__CONSIGNE__: Recopiez fidèlement le passage de l’extrait sur l’art spolié qui va de « Le but des documents » jusqu’à « assure Benno Widmer. » inclus.

=== EXTRAIT DE PAGE ===

Pourtant, la Suisse n’a pas chômé durant toutes ces années, selon Benno Widmer, directeur du Bureau de l’art spolié à l’Office fédéral de la culture. Un total de 71 peintures a été restitué à leurs propriétaires dès 1946-1947 et le processus d’identification n’a jamais été interrompu. Benno Widmer souligne que la situation dans les pays occupés par les nazis est plus problématique qu’en Suisse, avec des milliers d’œuvres d’art pillées sans propriétaire connu ou portées disparues.
«Chaque œuvre d’art a sa propre histoire et nous encourageons nos musées à mener des enquêtes», explique le haut-fonctionnaire. En 2010, une recherche sur l’ensemble des musées suisses menée par l’Office de la Culture a pourtant révélé que la provenance de moins d’un quart des œuvres d’art acquises entre 1933 et 1945 avait été clarifiée.
Le but des documents récemment mis en ligne par le ministère en charge de la culture est de permettre l’agrégation des informations disponibles et de promouvoir des contrôles de provenance supplémentaires. «Les musées nous disent que nous leur avons fourni les bons outils », assure Benno Widmer.
Les boîtes noires de l’art
Dans l’anticipation des Principes de Washington en 1998 (voir encadré) les autorités suisses ont mandaté l’historien de l’art et journaliste Thomas Buomberger pour produire le premier rapport officiel sur le rôle de la Suisse comme pays de transit pour les œuvres d’art pillées durant la guerre.
«Il y a clairement une volonté du marché de l’art de mettre sous le tapis l’ensemble du problème», reconnait le spécialiste. Tout en estimant que la Suisse en tant qu’Etat n’a rien à cacher, il estime que les descendants des marchands impliqués dans les ventes d’art spolié pourraient encore être assis sur de précieuses archives, à moins qu’elles n’aient été détruites.
Thomas Buomberger n’est pas convaincu que la recherche des provenances offerte par le site web de l’Office fédéral de la culture suffise: «Aucune loi n’oblige les musées et les marchands d’art à chercher les origines de la propriété. Ils ne voient souvent aucune raison de consacrer leurs fonds à une recherche longue et coûteuse.»
«Les réserves des musées qui n’ont pas encore été examinées et les archives qui ont disparu sont les boîtes noires de monde de l’art », pointe l’historien de l’art.
Thomas Buomberger relève que même l’un des plus grands et des plus prestigieux musées de Suisse – le Kunsthaus de Zurich – ne connait pas le contenu exact de ses coffres-forts. «Malgré l’assurance publique que la recherche en provenance de toutes les oeuvres avait été menée, un ancien vice-directeur m’a récemment déclaré que lui-même n’avait aucune idée de leur contenu», assure Thomas Buomberger.
Des accusations vigoureusement démenties par Björn Quellenberg. Le porte-parole du Kunsthaus de Zurich déclare qu’un inventaire complet a été fait en 2007, suite à des recherches antérieures effectuées dans les années 1980 et que les provenances des œuvres d’art acquises par le Kunsthaus entre 1930 et 1950 «peuvent être considérées comme irréfutables.»

=== ENTRÉES ===

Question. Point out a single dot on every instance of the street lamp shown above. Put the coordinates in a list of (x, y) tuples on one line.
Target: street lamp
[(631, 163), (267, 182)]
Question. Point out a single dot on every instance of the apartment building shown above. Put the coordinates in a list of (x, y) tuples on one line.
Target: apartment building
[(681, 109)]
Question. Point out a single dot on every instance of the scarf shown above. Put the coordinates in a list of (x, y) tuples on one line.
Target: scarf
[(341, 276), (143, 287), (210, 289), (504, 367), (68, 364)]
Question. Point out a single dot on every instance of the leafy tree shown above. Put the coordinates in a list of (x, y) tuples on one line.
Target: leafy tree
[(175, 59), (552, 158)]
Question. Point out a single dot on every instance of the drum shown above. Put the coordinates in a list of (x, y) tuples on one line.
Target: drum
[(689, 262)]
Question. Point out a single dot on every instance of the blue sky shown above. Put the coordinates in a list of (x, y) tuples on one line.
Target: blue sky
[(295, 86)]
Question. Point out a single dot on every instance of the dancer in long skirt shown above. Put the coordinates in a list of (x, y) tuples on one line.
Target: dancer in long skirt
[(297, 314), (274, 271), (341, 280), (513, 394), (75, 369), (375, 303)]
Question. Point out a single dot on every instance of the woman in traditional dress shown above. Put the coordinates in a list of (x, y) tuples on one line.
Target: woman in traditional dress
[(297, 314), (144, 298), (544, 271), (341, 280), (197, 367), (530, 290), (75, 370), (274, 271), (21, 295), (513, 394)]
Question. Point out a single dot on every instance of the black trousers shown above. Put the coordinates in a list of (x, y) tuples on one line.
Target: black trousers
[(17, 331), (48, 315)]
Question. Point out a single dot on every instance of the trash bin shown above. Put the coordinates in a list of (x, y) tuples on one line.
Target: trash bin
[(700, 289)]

===

__RÉSULTAT OBTENU__:
Le but des documents récemment mis en ligne par le ministère en charge de la culture est de permettre l’agrégation des informations disponibles et de promouvoir des contrôles de provenance supplémentaires. «Les musées nous disent que nous leur avons fourni les bons outils », assure Benno Widmer.